§ **Record excerpts**
━━━━━━
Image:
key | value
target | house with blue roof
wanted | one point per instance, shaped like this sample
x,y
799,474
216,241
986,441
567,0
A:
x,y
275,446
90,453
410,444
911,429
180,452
━━━━━━
§ **Set task**
Retype the items above line for line, with no changes.

§ **Worked answer**
Image:
key | value
target | house with blue roof
wanted | one point per instance, shaped like this sample
x,y
799,474
216,241
986,441
567,0
A:
x,y
275,446
90,453
410,444
911,429
180,452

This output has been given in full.